• _REQUIRED WORK_:
Word for word, restate the lines from the one holding "# each instance" through the end of the data below, including both endpoints and nothing more.

LISTED RECORDS Block Start

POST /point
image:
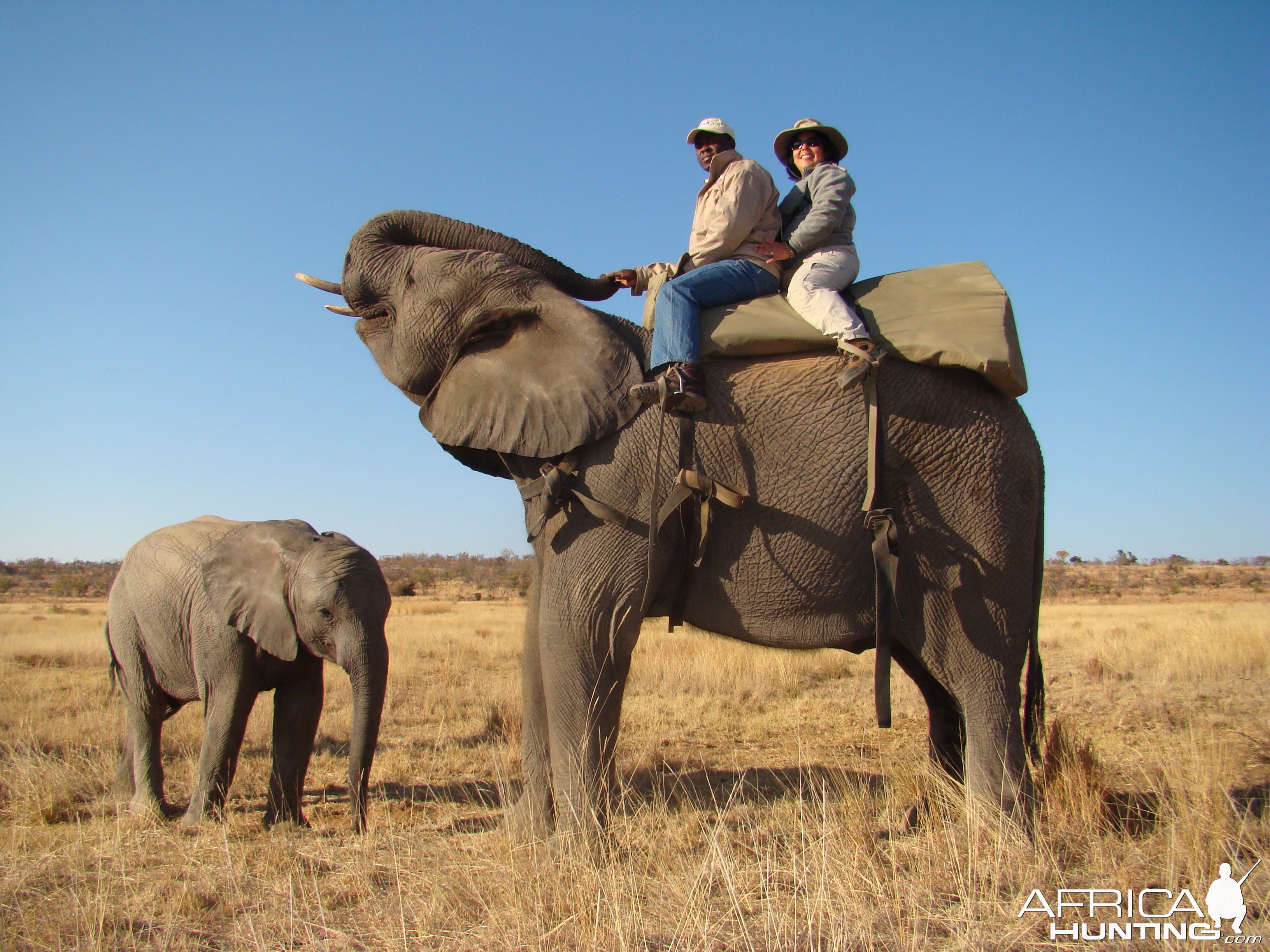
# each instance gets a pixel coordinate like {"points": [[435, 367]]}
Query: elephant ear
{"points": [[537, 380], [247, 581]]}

LISTED RECORDS Block End

• _SOLUTION FOR THIS EXERCISE_:
# each instance gets a pixel coordinate like {"points": [[435, 367]]}
Query: elephant ear
{"points": [[537, 380], [247, 581]]}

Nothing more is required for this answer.